# Yazılı alıştırma 1
Türk Birliği metnini hiçbir değişiklik yapmadan baştan sona yeniden yazın.

# Çıkarılan metin

+++

Turan adıyla ülküleştirdiğimiz (idealize ettiğimiz) Türk Birliği’nin kurulması durumunda Ortak Türk Kimliği’ni inşa etmek en önemli mesaimiz olacaktır. Ortak kimlik olmaksızın Türk Birliği’nin kalıcılığını sağlayamayacağımız açıktır. Türk adı elbette ki başlı başına bir ortak isimlendirmedir. Fakat bu Türk kimliğinin içini yeni zamanlara göre donatıp geleceği de düşünerek doldurmamız gerekiyor. Biz buna zaten var olanı ihya etmek diyoruz. Güncellemek de diyebiliriz. Unutmayalım ki Türk Birliği ülküsü çok geniş bir coğrafyayı kapsamaktadır. Bu coğrafya Balkanlardan Sibirya’ya uzanıyor. Her yazımızda Sibirya’dan Balkanlara ifadesine ısrarla yer vereceğiz. Çünkü bu geniş coğrafya Türklüğün zeminidir. Ve bu zemin bizim mülkümüzdür. Bizim mülkümüzün adı Turan’dır.

+++

# Yazılı alıştırma 2
Kayıtlarda "[output] one dot per instance, form <point>504,205</point>." geçen satırdan başlayıp "<point>294,104</point>" geçen satırda durarak, iki uç satır da dahil olmak üzere bu satırları aynen yazıya geçirin.

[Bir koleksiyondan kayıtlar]
+++

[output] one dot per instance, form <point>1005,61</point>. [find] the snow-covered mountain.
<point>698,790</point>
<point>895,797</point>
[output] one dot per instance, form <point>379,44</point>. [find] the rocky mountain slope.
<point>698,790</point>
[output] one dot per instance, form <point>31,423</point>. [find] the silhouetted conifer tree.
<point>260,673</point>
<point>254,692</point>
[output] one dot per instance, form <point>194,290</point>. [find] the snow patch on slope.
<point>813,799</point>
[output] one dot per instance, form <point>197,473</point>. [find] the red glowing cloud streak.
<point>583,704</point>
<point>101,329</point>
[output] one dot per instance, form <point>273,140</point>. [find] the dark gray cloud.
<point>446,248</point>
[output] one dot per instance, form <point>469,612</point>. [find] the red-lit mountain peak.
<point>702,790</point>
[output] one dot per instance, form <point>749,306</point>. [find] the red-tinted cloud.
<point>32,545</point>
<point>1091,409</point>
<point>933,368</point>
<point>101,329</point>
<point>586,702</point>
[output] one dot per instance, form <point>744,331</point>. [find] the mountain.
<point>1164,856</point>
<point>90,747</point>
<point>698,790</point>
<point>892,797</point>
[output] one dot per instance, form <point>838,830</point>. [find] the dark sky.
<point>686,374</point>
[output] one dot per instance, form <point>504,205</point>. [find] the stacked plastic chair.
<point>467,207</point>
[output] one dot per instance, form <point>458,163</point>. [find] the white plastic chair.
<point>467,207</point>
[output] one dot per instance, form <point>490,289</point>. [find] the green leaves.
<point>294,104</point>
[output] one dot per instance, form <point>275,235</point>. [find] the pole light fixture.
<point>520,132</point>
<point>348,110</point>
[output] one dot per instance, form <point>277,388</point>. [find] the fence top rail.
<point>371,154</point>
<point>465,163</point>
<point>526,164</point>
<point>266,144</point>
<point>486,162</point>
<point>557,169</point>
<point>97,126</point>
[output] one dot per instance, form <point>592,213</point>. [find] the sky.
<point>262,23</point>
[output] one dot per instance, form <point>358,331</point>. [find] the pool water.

+++

# Beklenen yanıt 1
Turan adıyla ülküleştirdiğimiz (idealize ettiğimiz) Türk Birliği’nin kurulması durumunda Ortak Türk Kimliği’ni inşa etmek en önemli mesaimiz olacaktır. Ortak kimlik olmaksızın Türk Birliği’nin kalıcılığını sağlayamayacağımız açıktır. Türk adı elbette ki başlı başına bir ortak isimlendirmedir. Fakat bu Türk kimliğinin içini yeni zamanlara göre donatıp geleceği de düşünerek doldurmamız gerekiyor. Biz buna zaten var olanı ihya etmek diyoruz. Güncellemek de diyebiliriz. Unutmayalım ki Türk Birliği ülküsü çok geniş bir coğrafyayı kapsamaktadır. Bu coğrafya Balkanlardan Sibirya’ya uzanıyor. Her yazımızda Sibirya’dan Balkanlara ifadesine ısrarla yer vereceğiz. Çünkü bu geniş coğrafya Türklüğün zeminidir. Ve bu zemin bizim mülkümüzdür. Bizim mülkümüzün adı Turan’dır.

# Beklenen yanıt 2
[output] one dot per instance, form <point>504,205</point>. [find] the stacked plastic chair.
<point>467,207</point>
[output] one dot per instance, form <point>458,163</point>. [find] the white plastic chair.
<point>467,207</point>
[output] one dot per instance, form <point>490,289</point>. [find] the green leaves.
<point>294,104</point>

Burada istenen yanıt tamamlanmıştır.